__Exercise description__
The lines wanted are those in the data below that include "floor".
┌─ The data
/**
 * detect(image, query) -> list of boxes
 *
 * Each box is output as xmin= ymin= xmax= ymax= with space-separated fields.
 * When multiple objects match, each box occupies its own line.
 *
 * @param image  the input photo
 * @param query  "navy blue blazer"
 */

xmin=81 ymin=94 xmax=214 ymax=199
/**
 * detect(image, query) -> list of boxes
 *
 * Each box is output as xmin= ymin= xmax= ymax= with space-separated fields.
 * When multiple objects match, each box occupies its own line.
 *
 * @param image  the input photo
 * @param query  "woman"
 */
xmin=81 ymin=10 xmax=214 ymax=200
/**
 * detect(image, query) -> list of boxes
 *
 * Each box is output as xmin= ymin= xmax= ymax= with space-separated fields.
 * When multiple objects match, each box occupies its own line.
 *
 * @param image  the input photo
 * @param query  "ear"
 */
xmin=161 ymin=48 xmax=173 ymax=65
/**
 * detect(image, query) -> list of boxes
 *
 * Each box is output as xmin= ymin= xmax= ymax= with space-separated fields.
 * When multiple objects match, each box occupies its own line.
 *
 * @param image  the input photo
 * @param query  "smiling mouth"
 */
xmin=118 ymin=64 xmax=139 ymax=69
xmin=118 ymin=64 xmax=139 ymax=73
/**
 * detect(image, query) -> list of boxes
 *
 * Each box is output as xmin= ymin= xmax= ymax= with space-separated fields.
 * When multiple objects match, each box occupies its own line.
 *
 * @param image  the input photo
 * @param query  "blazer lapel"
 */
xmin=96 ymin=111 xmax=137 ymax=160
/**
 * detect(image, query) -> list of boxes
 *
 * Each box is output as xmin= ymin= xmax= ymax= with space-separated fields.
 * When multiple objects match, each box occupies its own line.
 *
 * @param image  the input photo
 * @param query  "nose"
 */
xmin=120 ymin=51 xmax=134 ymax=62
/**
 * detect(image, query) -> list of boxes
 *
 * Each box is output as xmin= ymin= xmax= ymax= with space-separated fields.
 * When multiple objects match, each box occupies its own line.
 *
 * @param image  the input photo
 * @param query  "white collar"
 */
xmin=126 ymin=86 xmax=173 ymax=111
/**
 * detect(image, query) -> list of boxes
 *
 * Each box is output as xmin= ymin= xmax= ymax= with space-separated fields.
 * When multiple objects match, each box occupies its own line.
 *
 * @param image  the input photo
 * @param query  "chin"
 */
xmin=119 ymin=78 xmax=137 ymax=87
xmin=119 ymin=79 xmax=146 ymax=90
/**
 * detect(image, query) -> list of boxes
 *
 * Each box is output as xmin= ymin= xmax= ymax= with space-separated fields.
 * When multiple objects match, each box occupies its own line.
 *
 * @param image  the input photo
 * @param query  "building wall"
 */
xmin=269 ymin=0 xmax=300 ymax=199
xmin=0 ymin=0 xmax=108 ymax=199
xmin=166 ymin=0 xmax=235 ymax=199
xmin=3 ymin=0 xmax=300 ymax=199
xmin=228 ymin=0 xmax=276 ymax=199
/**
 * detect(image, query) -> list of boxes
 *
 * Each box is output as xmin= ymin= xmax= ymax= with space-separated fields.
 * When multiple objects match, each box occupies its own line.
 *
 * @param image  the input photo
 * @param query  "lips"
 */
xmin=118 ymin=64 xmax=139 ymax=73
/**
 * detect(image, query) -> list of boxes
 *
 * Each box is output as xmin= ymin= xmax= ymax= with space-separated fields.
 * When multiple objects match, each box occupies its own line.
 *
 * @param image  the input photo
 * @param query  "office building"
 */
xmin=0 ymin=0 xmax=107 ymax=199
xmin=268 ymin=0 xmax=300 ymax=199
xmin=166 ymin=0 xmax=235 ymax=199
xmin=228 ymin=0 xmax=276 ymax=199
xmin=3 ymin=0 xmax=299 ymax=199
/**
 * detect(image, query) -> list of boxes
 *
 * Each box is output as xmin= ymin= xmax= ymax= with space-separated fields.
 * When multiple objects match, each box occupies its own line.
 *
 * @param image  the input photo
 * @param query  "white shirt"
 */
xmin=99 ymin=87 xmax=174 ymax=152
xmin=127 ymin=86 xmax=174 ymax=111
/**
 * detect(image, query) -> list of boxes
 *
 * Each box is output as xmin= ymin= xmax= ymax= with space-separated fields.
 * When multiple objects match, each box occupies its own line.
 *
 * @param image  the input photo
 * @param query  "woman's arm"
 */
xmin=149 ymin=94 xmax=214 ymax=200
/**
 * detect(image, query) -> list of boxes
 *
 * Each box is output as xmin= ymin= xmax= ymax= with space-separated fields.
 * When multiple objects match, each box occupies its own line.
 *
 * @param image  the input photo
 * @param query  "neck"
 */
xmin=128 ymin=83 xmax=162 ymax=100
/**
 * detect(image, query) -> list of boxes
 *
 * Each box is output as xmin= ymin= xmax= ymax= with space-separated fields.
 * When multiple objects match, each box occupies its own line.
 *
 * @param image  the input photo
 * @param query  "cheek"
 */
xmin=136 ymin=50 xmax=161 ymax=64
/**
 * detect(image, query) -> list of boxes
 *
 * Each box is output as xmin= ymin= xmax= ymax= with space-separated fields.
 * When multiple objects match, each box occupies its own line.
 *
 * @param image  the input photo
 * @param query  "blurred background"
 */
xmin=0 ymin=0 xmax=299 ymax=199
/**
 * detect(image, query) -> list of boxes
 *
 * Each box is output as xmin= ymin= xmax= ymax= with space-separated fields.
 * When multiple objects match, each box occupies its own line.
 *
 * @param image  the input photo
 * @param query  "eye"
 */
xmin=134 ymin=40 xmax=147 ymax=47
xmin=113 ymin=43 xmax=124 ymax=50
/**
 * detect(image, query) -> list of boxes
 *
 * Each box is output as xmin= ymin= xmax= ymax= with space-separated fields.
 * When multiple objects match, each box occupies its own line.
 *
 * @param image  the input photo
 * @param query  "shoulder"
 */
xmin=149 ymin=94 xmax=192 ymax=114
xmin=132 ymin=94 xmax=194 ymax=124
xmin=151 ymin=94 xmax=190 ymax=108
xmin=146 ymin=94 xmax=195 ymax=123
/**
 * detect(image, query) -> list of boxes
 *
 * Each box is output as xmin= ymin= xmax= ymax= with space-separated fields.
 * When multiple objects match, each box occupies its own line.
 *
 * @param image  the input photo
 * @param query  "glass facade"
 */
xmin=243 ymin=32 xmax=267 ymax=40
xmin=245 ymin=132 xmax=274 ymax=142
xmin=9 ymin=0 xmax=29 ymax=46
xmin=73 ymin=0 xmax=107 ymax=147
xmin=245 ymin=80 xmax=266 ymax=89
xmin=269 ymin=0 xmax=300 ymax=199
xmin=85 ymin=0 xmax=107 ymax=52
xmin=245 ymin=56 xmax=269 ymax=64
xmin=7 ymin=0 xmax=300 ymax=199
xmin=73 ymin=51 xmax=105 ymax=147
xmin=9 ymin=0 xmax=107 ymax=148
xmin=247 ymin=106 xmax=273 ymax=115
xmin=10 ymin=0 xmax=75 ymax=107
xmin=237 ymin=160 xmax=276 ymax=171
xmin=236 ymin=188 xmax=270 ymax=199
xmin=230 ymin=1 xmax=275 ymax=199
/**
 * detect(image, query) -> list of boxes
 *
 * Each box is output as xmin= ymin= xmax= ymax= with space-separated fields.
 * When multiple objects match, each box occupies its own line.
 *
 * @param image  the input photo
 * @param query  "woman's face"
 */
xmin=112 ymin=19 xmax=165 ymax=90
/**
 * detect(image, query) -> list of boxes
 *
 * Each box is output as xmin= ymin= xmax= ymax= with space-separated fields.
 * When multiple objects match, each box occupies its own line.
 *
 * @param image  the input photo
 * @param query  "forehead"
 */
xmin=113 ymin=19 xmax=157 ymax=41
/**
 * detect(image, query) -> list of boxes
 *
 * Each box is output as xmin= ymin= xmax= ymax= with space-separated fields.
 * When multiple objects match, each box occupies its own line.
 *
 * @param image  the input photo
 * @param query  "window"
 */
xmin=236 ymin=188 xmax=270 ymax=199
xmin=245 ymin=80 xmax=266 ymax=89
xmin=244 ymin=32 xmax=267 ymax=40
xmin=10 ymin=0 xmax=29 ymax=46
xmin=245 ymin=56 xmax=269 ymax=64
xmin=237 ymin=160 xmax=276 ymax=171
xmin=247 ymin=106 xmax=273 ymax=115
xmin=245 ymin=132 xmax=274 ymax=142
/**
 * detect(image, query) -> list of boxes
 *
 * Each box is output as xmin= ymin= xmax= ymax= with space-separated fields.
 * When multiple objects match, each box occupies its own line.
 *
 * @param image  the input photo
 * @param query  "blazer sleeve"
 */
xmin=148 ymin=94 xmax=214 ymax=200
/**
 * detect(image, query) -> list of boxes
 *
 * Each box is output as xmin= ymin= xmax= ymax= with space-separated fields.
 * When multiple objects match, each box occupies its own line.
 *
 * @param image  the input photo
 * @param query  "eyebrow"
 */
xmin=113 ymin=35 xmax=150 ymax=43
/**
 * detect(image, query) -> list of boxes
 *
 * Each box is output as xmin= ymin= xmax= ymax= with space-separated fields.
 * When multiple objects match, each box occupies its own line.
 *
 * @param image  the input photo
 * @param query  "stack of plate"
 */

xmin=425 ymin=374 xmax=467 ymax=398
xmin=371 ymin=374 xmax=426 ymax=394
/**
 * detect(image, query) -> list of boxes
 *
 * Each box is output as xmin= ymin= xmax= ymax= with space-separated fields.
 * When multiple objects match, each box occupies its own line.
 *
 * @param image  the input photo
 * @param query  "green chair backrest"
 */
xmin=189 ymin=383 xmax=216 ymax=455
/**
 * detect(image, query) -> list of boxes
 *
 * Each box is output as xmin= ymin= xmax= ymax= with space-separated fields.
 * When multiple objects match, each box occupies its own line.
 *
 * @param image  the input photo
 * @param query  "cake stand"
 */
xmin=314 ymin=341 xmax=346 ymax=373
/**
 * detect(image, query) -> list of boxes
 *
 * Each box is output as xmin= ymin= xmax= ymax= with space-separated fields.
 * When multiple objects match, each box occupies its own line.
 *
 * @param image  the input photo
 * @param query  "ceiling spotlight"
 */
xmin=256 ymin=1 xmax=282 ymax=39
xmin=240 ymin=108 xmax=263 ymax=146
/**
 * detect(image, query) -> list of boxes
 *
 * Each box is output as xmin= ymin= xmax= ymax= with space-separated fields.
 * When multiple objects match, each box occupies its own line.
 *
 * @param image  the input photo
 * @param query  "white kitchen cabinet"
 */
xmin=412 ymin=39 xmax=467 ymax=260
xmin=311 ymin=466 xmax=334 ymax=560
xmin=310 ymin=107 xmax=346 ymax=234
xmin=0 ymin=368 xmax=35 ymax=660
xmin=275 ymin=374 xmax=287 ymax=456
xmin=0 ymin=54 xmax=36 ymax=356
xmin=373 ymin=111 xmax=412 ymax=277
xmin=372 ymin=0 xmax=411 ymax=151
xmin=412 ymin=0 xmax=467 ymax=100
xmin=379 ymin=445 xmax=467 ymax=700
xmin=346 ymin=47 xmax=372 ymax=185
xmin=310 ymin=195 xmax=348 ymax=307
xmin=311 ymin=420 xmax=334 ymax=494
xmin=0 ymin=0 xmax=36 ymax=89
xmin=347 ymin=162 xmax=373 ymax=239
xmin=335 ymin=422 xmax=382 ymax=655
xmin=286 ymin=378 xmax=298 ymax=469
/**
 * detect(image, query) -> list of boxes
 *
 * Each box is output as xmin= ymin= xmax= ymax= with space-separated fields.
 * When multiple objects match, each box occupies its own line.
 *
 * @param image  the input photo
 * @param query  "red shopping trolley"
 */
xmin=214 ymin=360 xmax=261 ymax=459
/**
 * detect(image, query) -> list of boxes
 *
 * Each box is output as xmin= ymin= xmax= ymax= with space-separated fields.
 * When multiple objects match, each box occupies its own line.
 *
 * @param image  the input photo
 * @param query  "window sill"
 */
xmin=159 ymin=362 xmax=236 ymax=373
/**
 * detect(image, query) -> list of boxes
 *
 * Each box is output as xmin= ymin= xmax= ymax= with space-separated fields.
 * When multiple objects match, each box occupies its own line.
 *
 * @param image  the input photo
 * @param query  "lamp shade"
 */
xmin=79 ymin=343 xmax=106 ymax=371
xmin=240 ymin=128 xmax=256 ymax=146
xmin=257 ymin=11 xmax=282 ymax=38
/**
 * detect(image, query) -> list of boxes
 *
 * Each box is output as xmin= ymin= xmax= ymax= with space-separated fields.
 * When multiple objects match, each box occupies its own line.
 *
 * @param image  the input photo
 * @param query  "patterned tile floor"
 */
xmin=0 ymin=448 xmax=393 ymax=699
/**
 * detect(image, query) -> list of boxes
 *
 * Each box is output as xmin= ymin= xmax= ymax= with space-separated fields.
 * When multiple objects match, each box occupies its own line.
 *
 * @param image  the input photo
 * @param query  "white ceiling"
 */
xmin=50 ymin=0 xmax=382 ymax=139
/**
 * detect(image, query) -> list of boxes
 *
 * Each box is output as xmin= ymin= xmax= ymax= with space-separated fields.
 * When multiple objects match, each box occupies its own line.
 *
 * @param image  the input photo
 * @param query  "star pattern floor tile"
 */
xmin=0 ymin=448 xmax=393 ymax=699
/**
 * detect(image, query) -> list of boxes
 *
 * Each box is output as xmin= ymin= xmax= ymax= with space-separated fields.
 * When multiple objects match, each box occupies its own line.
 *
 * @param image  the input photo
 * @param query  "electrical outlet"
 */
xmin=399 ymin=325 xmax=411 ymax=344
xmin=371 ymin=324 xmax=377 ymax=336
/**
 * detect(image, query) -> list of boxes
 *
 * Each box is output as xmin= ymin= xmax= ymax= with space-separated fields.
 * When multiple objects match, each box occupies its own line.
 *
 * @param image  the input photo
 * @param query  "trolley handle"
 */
└─
__Answer__
 * @param query  "patterned tile floor"
 * @param query  "star pattern floor tile"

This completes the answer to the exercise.